### [Your objective]
Output the full listing word for word.

### [Records for processing]
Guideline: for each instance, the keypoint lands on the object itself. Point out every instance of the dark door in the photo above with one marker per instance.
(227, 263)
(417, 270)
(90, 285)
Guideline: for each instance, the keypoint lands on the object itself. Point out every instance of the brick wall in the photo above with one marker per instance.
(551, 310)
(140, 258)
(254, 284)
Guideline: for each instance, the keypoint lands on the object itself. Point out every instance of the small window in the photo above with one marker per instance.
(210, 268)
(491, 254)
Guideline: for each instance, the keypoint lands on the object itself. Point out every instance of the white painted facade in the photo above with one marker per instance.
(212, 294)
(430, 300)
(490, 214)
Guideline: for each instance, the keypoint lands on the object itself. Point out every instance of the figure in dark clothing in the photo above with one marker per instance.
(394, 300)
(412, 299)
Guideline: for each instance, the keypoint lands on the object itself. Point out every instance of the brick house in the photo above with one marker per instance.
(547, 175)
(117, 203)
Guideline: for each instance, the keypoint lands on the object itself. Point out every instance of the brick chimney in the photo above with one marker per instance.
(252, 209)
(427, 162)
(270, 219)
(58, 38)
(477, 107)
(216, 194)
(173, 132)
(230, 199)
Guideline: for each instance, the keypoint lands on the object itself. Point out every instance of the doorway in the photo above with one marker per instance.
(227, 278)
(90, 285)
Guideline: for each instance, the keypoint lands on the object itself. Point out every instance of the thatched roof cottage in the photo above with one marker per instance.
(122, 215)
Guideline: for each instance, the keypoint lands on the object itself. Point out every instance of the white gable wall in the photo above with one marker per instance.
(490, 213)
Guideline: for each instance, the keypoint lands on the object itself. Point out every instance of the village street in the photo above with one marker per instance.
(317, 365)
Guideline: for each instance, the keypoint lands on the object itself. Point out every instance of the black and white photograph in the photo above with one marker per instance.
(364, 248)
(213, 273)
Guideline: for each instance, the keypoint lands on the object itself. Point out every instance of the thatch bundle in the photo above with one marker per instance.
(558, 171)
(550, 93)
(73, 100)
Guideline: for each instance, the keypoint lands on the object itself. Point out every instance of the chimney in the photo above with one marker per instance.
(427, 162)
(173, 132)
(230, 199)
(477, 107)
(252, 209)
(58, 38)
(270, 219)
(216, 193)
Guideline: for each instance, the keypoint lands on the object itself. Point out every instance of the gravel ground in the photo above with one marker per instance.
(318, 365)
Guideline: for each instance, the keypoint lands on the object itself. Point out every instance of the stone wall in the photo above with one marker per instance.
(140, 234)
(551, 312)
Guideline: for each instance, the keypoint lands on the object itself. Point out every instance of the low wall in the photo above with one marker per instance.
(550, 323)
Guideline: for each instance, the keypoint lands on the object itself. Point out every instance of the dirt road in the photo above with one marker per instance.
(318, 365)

### [Output of the exercise]
Guideline: for each instance, the keypoint lands on the object itself. Point out every instance of the dark door in the photo above with one marker per instance.
(227, 263)
(417, 270)
(90, 285)
Guideline: for each instance, the keypoint lands on the object itself. Point out every instance of the brick wall in the photo above with one marker per instance.
(551, 310)
(140, 258)
(254, 284)
Guideline: for each instance, the keypoint lands on the object itself. Point out every instance of the small window in the photo above with one marker per instance.
(210, 268)
(491, 254)
Guideline: for each instance, the keypoint lands on the object itself. Point out every instance of the white painted facade in the photo above with one marker per instance.
(212, 294)
(430, 300)
(490, 214)
Guideline: for each instance, the keypoint lands on the object itself. Point out every instance of the figure in dark clothing in the photo above with one marker per instance.
(394, 300)
(412, 299)
Guideline: for each instance, the keypoint lands on the object itself. Point out every instance of the brick house in the photo above with one marker per instance.
(547, 175)
(117, 203)
Guideline: for each instance, the keypoint lands on the object itself. Point out every instance of the brick chimney in the photo above with one marker per instance.
(252, 209)
(427, 162)
(270, 219)
(58, 38)
(477, 107)
(216, 194)
(173, 132)
(230, 199)
Guideline: for each instance, the keypoint lands on the object itself. Point out every instance of the doorway in the photo above with one marker per instance.
(227, 278)
(90, 285)
Guideline: for each instance, the keypoint lands on the object itself. Point out every instance of the thatched roof cottage in the photo above with one marker per instance.
(122, 215)
Guideline: for each instance, the keypoint lands on the object itself. Point out every instance of the white gable wall in the photo above with one marker per instance.
(490, 213)
Guideline: for each instance, the keypoint lands on the object itself. Point out every instance of the village street in the photo above with one marker per instance.
(317, 365)
Guideline: for each instance, the keypoint lands on the object itself. Point out every instance of the black and white photograph in the photo above with one marker per instance.
(364, 248)
(213, 273)
Guideline: for each instance, the keypoint lands on the object itself. Point out every instance of the thatch bundle in the photo above with one marker per instance.
(558, 171)
(550, 93)
(73, 100)
Guideline: for each instance, the keypoint lands on the object itself. Point out every instance of the chimney in the photo above with one marker per instance.
(427, 162)
(173, 132)
(230, 199)
(477, 107)
(252, 209)
(58, 38)
(270, 219)
(216, 193)
Guideline: for each instance, the keypoint lands on the object itself. Point out every instance of the gravel ground in the photo above with one marker per instance.
(318, 365)
Guideline: for each instance, the keypoint lands on the object itself. Point out every instance of the stone wall in the photo above with one marker per instance.
(140, 234)
(551, 312)
Guideline: for each instance, the keypoint lands on the object itself. Point out every instance of the low wall in the photo above with one marker per instance.
(550, 323)
Guideline: for each instance, the keypoint lands on the object itself. Point out every instance of the dirt road in the photo above with one marker per instance.
(318, 365)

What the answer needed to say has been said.